Page:
-.-.-

Mardi Gras, Carnival’s Newest Ship

by Janean Flowe
exterior of Carnival Mardi Gras cruise ship at night

By Darcy Grimes

Stepping onboard the July 31st inaugural sailing of Carnival Cruise Line’s newest ship, Mardi Gras, and hearing crew welcome you was a truly joyful moment for the more than 4,000 guests sailing out of Port Canaveral to the Eastern Caribbean. After 16 months of paused cruise operations, there was an atmosphere of pure excitement and smiles from ear to ear on crew and guests.

This innovative new ship is not only the first vessel in the Americas to be powered by eco-friendly Liquid Natural Gas but also boasts the first ever roller coaster at sea! The introduction of Zones — six themed areas that deliver immersive eating, drinking and unique experiences is also a new concept for Carnival.

A few days in to the journey I had the opportunity to sit down with a few of the minds behind this new ship, including Glenn Aprile, Director of New Builds Product Development, and Petu Kummala, Senior Director of Design and Architecture, as well as, Vance Gulliksen, Senior Public Relations Manager. Here is how our conversation went with my questions and their answers.

Before we get started, would you mind telling us travelers what your titles actual mean in your day to day work?

GLENN: Sure. I am part of the new build and refurbishment department and I am primarily responsible for guest experience and working with all of the operating teams — food and beverage department, entertainment, retail, casino, our ship designers — basically everyone involved in making this happen. We work define and develop all the innovations on the ship.

-.-.-

Raw records:
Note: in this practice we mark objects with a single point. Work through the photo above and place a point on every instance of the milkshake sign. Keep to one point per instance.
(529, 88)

-.-.-

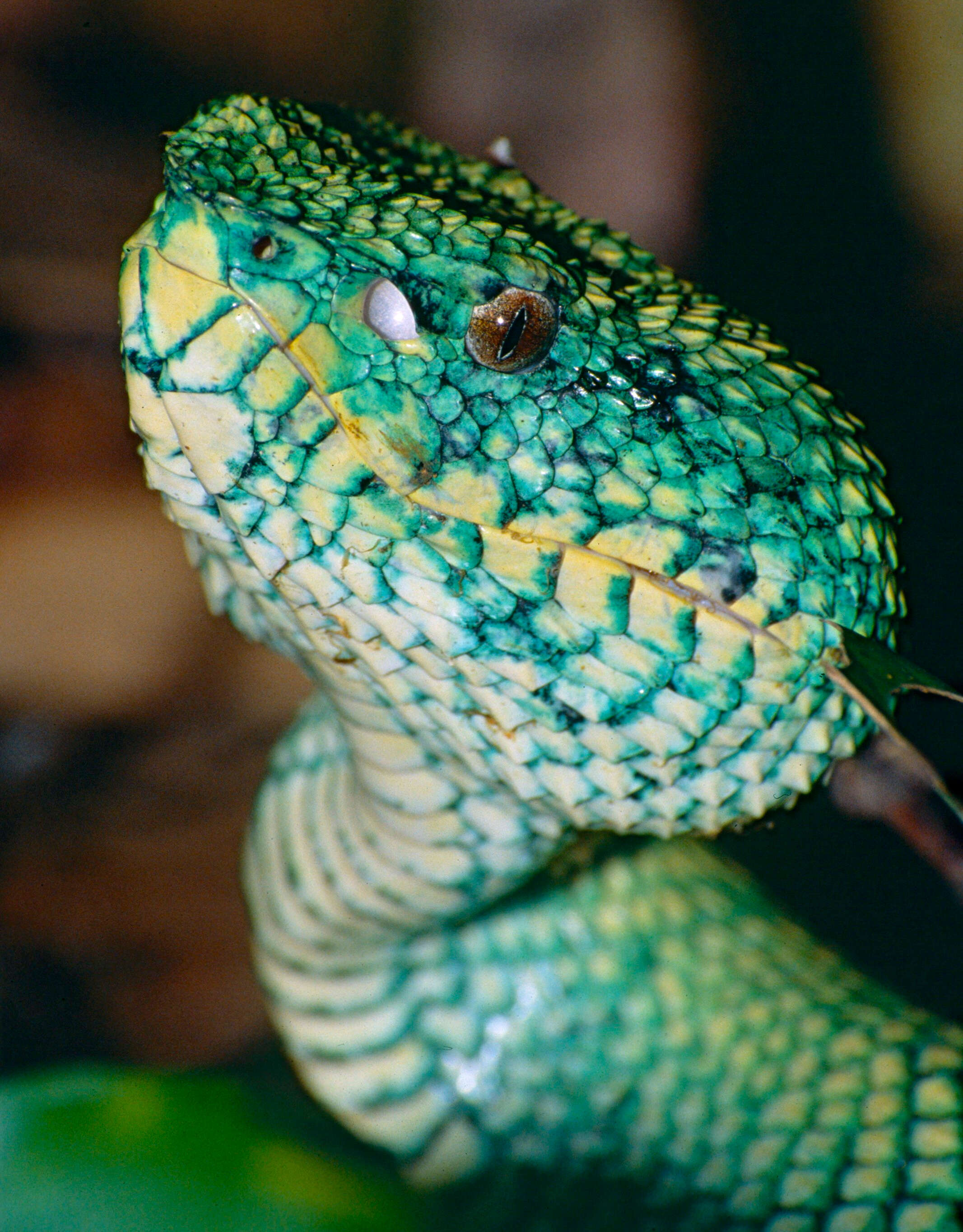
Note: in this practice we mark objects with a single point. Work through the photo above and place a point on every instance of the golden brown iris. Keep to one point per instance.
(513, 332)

-.-.-

Requirements:
(a) According to the article on Carnival's Mardi Gras ship, what fuel powers the vessel?
(b) Pick up the article on Carnival's Mardi Gras ship after its last sentence and write what comes next.

Outputs for the tasks:
(a) Liquid Natural Gas.

(b)
PETU: We work closely together and I am sort of the lead designer, overseeing design and architecture teams.

Congratulations. Mardi Gras is an amazing ship and a wonderful experience. So how does it begin? Does Carnival have a master plan of ships and coming down the pipeline?

GLENN: Before you start putting the pencil to the paper you have a strategy. We have goals and targets like how big the ship needs to be, how many guests we intend to carry, how many team members are we going to need onboard to support the number of guests and services we want to have. We have to masterplan the ship and decide what goes where. You might not necessarily know the theme of a restaurant but you certainly have to know where the restaurant is going to be though and think about infrastructure. Like, well if that is a restaurant, we need to make sure we have a galley next to it, so we have a place to prepare the food for the restaurant. If we have the galley there, we have to think about how the food will get from the storerooms down below to this restaurant and make sure that the traffic flow works. Those are the sort of things you have to think about early on.

Carnival Mardi Gras cruise ship roller coaster

With the ultimate goal being the onboard guest experience?

PETU: Yes, we do that for that reason. But if the back of the house doesn’t work…if you design something pretty but it doesn’t function well, it’s not a good experience. It all has to work together as a cohesive unit.

GLENN: And then at that strategy level early on, before we get to the detail design, we’re looking at master planning the ship, not only in terms of operation but how do we disburse the guests throughout the ship. How do we make sure that the ship is fully activated on all decks so that you don’t have areas that are too quiet or pinch points without have enough space for circulation. Once you have the master plan kind of set, we can go and drill down in to what the individual themes.

PETU: Also, Mardi Gras is a prototype ship, meaning it is the first of a series. With this one, which is an Excel- class ship, we look at our other brands that have the same hull structure and then everything guest facing we start laying out and looking closely/planning where everything goes.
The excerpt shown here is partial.